» Aim
Reproduce every line of the records from their start through the line holding "68], [101, 68]]", inclusive. Keep each line unchanged, except scale every coordinate in the answers by 1.5 and round it to a whole number, rounding halves up.

[Segmentation annotation records]
++++++
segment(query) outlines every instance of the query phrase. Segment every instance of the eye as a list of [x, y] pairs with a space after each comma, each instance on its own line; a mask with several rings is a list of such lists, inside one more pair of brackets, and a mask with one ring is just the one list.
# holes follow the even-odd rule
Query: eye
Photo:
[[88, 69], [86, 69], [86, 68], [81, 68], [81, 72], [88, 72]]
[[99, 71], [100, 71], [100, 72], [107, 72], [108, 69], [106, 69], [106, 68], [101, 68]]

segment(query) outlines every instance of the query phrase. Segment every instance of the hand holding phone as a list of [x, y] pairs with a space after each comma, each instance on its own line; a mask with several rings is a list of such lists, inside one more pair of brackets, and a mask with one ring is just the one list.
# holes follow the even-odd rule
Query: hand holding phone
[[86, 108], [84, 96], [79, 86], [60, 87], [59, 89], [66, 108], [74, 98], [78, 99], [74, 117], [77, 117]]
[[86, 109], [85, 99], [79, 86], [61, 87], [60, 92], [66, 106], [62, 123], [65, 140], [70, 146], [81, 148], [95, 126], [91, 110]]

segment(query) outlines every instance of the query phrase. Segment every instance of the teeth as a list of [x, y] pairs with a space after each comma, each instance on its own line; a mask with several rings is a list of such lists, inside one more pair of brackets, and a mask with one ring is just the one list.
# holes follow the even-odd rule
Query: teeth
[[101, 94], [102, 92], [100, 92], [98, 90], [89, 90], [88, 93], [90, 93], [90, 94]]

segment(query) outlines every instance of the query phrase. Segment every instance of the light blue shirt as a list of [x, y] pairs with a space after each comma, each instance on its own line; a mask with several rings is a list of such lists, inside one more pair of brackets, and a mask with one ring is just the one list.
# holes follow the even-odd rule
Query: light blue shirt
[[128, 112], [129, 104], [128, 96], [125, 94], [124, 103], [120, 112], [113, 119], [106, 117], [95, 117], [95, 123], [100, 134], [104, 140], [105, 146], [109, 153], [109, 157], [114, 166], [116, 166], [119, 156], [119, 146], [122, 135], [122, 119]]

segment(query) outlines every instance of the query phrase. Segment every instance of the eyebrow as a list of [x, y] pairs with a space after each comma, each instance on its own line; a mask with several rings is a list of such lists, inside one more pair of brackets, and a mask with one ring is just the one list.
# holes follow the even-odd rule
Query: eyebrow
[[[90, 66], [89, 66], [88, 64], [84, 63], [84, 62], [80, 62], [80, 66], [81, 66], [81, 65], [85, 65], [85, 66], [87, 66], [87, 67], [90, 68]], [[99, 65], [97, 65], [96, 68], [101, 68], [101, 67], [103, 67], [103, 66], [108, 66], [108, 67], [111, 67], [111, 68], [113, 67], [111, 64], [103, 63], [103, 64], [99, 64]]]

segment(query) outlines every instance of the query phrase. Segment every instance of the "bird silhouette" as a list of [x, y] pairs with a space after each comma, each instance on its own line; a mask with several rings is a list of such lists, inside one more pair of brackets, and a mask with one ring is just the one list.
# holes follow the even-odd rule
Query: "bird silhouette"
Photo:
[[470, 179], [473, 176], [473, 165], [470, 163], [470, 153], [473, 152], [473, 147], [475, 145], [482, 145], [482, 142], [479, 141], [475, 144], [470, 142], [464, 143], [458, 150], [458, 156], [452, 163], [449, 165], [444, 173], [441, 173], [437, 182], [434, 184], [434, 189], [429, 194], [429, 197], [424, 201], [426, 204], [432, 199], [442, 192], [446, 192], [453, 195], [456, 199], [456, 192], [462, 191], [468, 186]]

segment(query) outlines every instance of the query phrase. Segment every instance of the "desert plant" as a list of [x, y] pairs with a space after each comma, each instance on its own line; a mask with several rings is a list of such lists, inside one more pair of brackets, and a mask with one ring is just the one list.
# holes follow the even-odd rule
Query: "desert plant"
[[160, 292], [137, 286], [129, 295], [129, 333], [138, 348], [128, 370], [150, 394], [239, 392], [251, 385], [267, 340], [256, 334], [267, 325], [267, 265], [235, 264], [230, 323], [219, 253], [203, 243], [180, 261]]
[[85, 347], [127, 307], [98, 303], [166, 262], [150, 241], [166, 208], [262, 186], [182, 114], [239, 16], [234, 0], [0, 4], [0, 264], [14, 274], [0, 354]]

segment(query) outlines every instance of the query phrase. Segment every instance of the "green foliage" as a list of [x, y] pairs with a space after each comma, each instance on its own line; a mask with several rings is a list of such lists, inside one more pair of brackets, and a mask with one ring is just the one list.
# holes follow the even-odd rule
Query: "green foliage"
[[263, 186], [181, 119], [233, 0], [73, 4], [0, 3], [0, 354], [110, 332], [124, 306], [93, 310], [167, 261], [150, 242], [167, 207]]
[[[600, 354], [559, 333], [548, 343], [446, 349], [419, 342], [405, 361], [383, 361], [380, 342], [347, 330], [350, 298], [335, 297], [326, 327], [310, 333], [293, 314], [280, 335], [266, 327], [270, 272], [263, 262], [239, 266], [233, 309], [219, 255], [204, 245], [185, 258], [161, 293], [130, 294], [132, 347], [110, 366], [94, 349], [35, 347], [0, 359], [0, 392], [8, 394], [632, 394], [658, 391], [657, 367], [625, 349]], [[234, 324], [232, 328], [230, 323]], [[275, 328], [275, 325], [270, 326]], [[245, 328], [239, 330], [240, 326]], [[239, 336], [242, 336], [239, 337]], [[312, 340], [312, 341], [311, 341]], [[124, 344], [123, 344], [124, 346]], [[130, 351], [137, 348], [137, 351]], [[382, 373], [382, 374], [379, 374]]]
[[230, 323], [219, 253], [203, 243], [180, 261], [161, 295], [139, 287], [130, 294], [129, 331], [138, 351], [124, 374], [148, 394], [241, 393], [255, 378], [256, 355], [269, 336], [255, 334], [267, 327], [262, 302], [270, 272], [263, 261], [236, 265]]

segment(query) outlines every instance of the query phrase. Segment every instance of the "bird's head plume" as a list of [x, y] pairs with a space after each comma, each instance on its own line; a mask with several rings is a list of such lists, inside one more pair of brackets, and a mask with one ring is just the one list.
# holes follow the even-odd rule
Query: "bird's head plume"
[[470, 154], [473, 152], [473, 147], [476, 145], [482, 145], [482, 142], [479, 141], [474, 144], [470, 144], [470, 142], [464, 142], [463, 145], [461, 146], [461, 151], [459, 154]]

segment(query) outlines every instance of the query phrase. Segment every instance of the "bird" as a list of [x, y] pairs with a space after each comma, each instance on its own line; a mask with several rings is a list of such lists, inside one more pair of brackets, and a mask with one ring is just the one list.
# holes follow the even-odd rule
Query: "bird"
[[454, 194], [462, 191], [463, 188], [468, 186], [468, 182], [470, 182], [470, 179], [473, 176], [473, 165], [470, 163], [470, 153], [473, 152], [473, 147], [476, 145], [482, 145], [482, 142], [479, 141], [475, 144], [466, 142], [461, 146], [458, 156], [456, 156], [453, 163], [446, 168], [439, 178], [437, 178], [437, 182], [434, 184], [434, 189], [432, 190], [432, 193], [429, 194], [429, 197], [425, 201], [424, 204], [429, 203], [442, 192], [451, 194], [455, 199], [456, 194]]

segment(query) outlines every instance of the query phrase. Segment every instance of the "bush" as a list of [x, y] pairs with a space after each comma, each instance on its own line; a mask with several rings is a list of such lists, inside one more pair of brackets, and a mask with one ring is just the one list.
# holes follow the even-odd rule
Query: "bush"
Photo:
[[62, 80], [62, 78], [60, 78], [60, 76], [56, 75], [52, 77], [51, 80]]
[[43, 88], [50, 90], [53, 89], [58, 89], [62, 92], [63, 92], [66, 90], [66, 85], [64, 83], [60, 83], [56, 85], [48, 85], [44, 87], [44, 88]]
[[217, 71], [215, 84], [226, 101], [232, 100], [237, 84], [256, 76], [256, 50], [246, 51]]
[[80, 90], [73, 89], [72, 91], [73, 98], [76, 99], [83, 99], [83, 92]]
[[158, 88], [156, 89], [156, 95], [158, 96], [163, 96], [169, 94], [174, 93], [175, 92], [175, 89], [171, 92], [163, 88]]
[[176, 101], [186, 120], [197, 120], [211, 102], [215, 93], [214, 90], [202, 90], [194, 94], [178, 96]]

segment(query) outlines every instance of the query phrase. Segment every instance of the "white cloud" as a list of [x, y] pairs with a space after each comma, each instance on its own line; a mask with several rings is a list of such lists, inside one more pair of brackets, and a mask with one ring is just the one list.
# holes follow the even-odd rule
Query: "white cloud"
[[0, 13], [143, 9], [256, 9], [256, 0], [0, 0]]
++++++
» Reply
segment(query) outlines every instance of the query phrase. Segment every instance of the eye as a list of [x, y] pairs with a space after each comma, each instance on its own line; a mask with several rings is a list of such lists, inside one more pair of brackets, and a mask with one ring is just the one list.
# holes follow the even-odd rule
Query: eye
Photo:
[[132, 104], [129, 104], [129, 102], [122, 102], [122, 108], [132, 108]]
[[149, 107], [150, 107], [150, 108], [161, 108], [162, 104], [159, 104], [159, 102], [152, 102]]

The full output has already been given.